### DOCUMENT EXCERPT
*** Block opens ***

The adult mammalian central nervous system (CNS) has limited ability to regenerate and repair following injury. This is partly due to the presence of growth inhibitory molecules that are expressed during the late stages of CNS development. One of the obvious candidates that appears late during the development of the mammalian CNS is myelin. Several individual components of myelin responsible for creating a growth inhibitory environment in the CNS have been identified. One such component known as Nogo-A is widely considered to be a major growth inhibitory molecule in the mammalian CNS. Delivery of antibodies against Nogo-A in vivo can stimulate axonal regeneration and compensatory sprouting thereby enhancing functional recovery in animal models of spinal cord injury and stroke. Therefore, Nogo-A is considered to be an important target for developing therapeutic regimes to treat conditions like cerebro-vascular stroke and spinal cord injury.

Although Nogo-A was originally discovered in association with myelin, over the last few years several groups have shown the presence of Nogo-A in various neuronal subtypes in the CNS. Nogo-A mRNA is present in a wide variety of neuronal subtypes in the adult CNS. Additionally, Nogo-A protein is expressed by the neurons of developing and adult mammalian CNS. Neurons positive for Nogo-A mRNA and protein expression have also been reported in wide areas of the developing and adult human CNS. However, the physiological role of neuronal Nogo-A in the development and functioning of mammalian nervous system remains unclear.

Expression of neuronal Nogo-A is altered in various diseases in humans affecting the CNS. For example, Nogo-A expression is increased in the hippocampal pyramidal neurons of patients diagnosed with temporal lobe epilepsy and Alzheimer's disease. Also, Nogo-A mRNA levels are elevated in the frontal cortex of patients diagnosed with Schizophrenia. It is not clear if neuronal Nogo-A plays a direct role in the pathophysiology of these diseases. However, all of the above diseases are associated with significant alterations in spine density and morphology.

Whether a change in Nogo-A expression is related to the alteration of dendritic spines in these pathological states remains unknown. However, in a rodent model of stroke treated with anti-Nogo therapy an increase in spine density of layer V pyramidal neurons in the contralesional motor cortex was reported. Moreover, Nogo-A immunoreactivity has been detected in close association with the postsynaptic densities and postsynaptic dense bodies at the synapses of adult rat spinal motorneurons. These reports raise the possibility of neuronal Nogo-A playing a role in regulation of synaptic plasticity and dendritic spine morphogenesis.

This dissertation was undertaken to investigate the role of neuronal Nogo-A in dendritic spine morphogenesis. We hypothesized that neuronal Nogo-A gene knockdown would cause alteration in dendritic spine density and morphology in vivo. In pursuit of experiments to test this hypothesis we developed and used an adeno-associated virus (AAV 2/8) to induce neuron specific Nogo-A gene knockdown in vivo to study its effect on dendritic spine density and morphology of layer IV/V cortical pyramidal neurons. We found a significant reduction in the spine density of apical dendrites. The dendrites also showed significant alterations in spine morphology and an increase in the percentage of immature dendritic protrusions. These findings indicate that neuronal Nogo-A may be involved in maintaining an optimal spine density and stabilization of a mature spine morphology.

*** Block closes ***

### DATA SECTION

*** Block opens ***

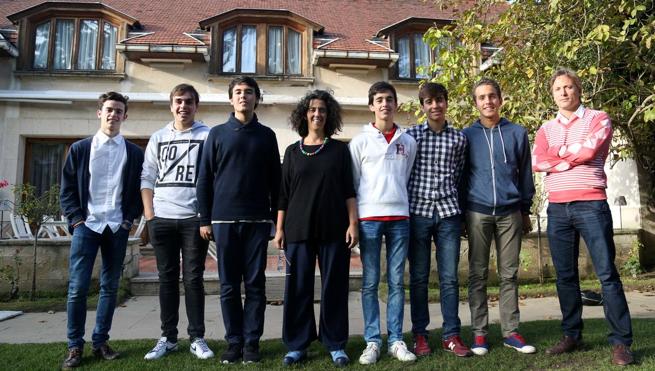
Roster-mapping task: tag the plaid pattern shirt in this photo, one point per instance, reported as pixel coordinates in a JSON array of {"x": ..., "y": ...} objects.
[{"x": 433, "y": 185}]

*** Block closes ***

### EXERCISE 1
Answer these questions from the Nogo-A abstract above, one line per answer, labeled to match:
(a) Which virus did the study use to induce neuron-specific Nogo-A gene knockdown?
(b) In which brain region are Nogo-A mRNA levels elevated in patients diagnosed with schizophrenia?
(c) What happened to the spine density of apical dendrites after the knockdown?
### EXERCISE 2
Copy out the part of the Nogo-A abstract starting at "Although Nogo-A was" and ending at "system remains unclear.".

### SOLUTION 1
(a) An adeno-associated virus (AAV 2/8).
(b) The frontal cortex.
(c) It was significantly reduced.

### SOLUTION 2
Although Nogo-A was originally discovered in association with myelin, over the last few years several groups have shown the presence of Nogo-A in various neuronal subtypes in the CNS. Nogo-A mRNA is present in a wide variety of neuronal subtypes in the adult CNS. Additionally, Nogo-A protein is expressed by the neurons of developing and adult mammalian CNS. Neurons positive for Nogo-A mRNA and protein expression have also been reported in wide areas of the developing and adult human CNS. However, the physiological role of neuronal Nogo-A in the development and functioning of mammalian nervous system remains unclear.